> _Recorded data_
## begin
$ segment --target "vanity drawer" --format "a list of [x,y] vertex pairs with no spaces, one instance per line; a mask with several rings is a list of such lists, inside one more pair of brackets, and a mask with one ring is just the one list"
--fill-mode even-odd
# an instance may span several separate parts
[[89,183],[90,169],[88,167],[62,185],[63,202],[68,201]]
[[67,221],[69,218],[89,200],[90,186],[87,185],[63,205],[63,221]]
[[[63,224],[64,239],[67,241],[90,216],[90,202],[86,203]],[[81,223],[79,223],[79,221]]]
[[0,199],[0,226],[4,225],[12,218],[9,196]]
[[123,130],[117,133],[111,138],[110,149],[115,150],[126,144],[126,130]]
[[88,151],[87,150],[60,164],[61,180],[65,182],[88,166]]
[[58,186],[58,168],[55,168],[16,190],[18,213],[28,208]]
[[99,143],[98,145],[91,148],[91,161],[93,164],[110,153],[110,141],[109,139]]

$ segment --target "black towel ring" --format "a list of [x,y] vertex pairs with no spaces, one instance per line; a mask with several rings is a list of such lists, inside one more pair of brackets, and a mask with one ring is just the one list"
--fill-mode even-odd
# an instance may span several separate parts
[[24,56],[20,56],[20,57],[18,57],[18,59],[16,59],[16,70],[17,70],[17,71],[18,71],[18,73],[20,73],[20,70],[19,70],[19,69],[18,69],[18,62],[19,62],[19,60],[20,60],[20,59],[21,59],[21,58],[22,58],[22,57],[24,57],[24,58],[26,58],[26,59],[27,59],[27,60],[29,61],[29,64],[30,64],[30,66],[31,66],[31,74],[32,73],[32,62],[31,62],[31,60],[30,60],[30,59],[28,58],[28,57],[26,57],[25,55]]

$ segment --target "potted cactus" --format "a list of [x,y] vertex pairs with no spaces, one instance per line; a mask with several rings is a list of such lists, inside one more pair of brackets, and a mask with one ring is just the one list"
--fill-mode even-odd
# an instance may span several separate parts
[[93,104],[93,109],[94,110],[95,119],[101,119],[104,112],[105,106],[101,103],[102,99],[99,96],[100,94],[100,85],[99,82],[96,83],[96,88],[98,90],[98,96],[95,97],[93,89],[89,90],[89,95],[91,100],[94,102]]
## end
> _Written task_
Update the records above by replacing every "vertex pairs" with "point pairs", keeping everything else the same.

> _The completed task_
$ segment --target "vanity drawer" --format "a list of [x,y] point pairs with no spaces, one instance per line; a mask with several rings is a list of such lists, inside one more pair of brackets, and a mask with one ring is just the one list"
--fill-mode even-odd
# an instance may span several separate parts
[[89,183],[90,169],[88,167],[62,185],[63,202],[68,201]]
[[67,221],[69,218],[89,200],[90,186],[87,185],[63,205],[63,221]]
[[[63,224],[64,239],[67,241],[90,216],[90,202],[86,203]],[[81,223],[79,223],[79,221]]]
[[0,199],[0,226],[4,225],[12,218],[9,196]]
[[123,130],[117,133],[111,138],[110,149],[115,150],[126,144],[126,130]]
[[88,151],[87,150],[60,164],[61,180],[65,182],[88,166]]
[[58,186],[58,168],[55,168],[16,190],[18,213],[28,208]]
[[99,143],[98,145],[91,148],[91,161],[93,164],[110,153],[110,141],[109,139]]

$ segment --target "black towel ring" --format "a list of [x,y] point pairs with no spaces, one instance per line; a mask with several rings is a list of such lists, inside one more pair of brackets, and a mask with one ring is just the one list"
--fill-mode even-odd
# an instance may span several separate parts
[[24,56],[20,56],[20,57],[18,57],[18,59],[16,59],[16,70],[17,70],[17,71],[18,71],[18,73],[20,73],[20,70],[19,70],[19,69],[18,69],[18,62],[19,62],[19,60],[20,60],[20,59],[21,59],[21,58],[22,58],[22,57],[24,57],[24,58],[26,58],[26,59],[27,59],[27,60],[29,61],[29,64],[30,64],[30,66],[31,66],[31,74],[32,73],[32,62],[31,62],[31,60],[30,60],[30,59],[28,58],[28,57],[26,57],[25,55]]

$ segment --target "potted cactus" --format "a list of [x,y] point pairs with no spaces, one instance per line; a mask with several rings is a list of such lists, inside one more pair of brackets, and a mask with one ring is just the one list"
--fill-mode even-odd
# an instance may span several separate parts
[[93,104],[93,109],[94,110],[95,119],[101,119],[104,112],[105,106],[101,103],[102,99],[99,96],[100,94],[100,85],[99,82],[96,83],[96,88],[98,90],[98,96],[95,97],[93,89],[89,90],[89,95],[91,100],[94,102]]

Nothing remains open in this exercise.